▶ Document text:
===

But this did not reduce ‘aggregate demand’; on the contrary, household consumption rose to new highs. What ended this speculative credit boom was the turning down in the profitability of capital from the end of the 1990s, leading to the mild ‘hi-tech’ bubble burst of 2001 and eventually to the financial crash and Great Recession of 2008. A ‘savings glut’ is really one side of an ‘investment dearth’. Low profitability in productive assets became a debt-fuelled speculative bubble in fictitious assets. Crises are not the result of an ‘indebted demand’ deficit; but are caused by a profitability deficit.
But how does capitalism get out of this debt trap? This is the debt dilemma.
Wolf and Mian and Sufi reckon that it is through the redistribution of income. Wolf cites Marriner Eccles, head of the US Federal Reserve in the Great Depression of the 1930s. In 1933, Eccles told Congress, “It is for the interests of the well to do . . . that we should take from them a sufficient amount of their surplus to enable consumers to consume and business to operate at a profit.” So you see, it is in the interests of the rich to let the government take some of their money to help the poor to boost consumption.
Mian and Sufi say: “Escaping a debt trap requires consideration of less standard macroeconomic policies, such as those focused on redistribution or those reducing the structural sources of high inequality.” So we need to reduce the high inequality by addressing “structural sources”. In my view, that means addressing structural features like the rising concentration and centralisation of the means of production and finance, not just a rising inequality of income.
Indeed, Wolf appears to take a more radical view: “we have a huge opportunity now to replace government lending to companies in the Covid-19 crisis with equity purchases. Indeed, at current ultra-low interest rates, governments could create instantaneous sovereign wealth funds very cheap!” So the state should intervene and buy up the shares of those companies with large debts that they cannot service. But in effect, this would mean governments buying weak companies that are already ‘zombies’, while the powerful and profitable corporations remain untouched. This is government aiming to save capitalism, not replace it. Here Wolf follows closely the line of the FT itself that “Free markets must be protected through the pandemic, with sensible and targeted state intervention that can help capitalism to thrive post-crisis.”

===

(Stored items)
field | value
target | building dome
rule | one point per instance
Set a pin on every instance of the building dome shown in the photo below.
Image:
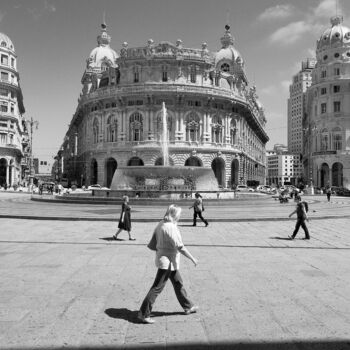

===

▶ Activity 1: Reproduce the passage on the debt dilemma word for word, starting at "But this did" and ending at "the debt dilemma.".
▶ Activity 2: Resume the passage on capitalism's debt trap after its last sentence and continue writing it.

▶ Reply 1:
But this did not reduce ‘aggregate demand’; on the contrary, household consumption rose to new highs. What ended this speculative credit boom was the turning down in the profitability of capital from the end of the 1990s, leading to the mild ‘hi-tech’ bubble burst of 2001 and eventually to the financial crash and Great Recession of 2008. A ‘savings glut’ is really one side of an ‘investment dearth’. Low profitability in productive assets became a debt-fuelled speculative bubble in fictitious assets. Crises are not the result of an ‘indebted demand’ deficit; but are caused by a profitability deficit.
But how does capitalism get out of this debt trap? This is the debt dilemma.

▶ Reply 2:
In contrast, Levy is pessimistic that there is any solution that avoids slumps: “there is neither a realistic set of federal policies to painlessly solve the Big Balance Sheet Economy dilemma nor even a blueprint of what the optimal policies should be.” Marx would agree that the only way out of this slump is through the slump. Former IMF chief, the (infamous) Dominic Strauss Kahn reckons that the strategists of capital must just allow the liquidation of the zombies and unemployment to rise because then “the economic crisis, by destroying capital, can provide a way out. The investment opportunities created by the collapse of part of the production apparatus, like the effect on prices of support measures, can revive the process of creative destruction described by Schumpeter.”
To end the spiral of debt and fictitious capital will require much more than taxing the rich more or buying up weaker companies with government debt. As Wolf says: “We will have to adopt more radical alternatives. A crisis is a superb a time to change course. Let us start right now.” Of course, he means to save capitalism, not replace it.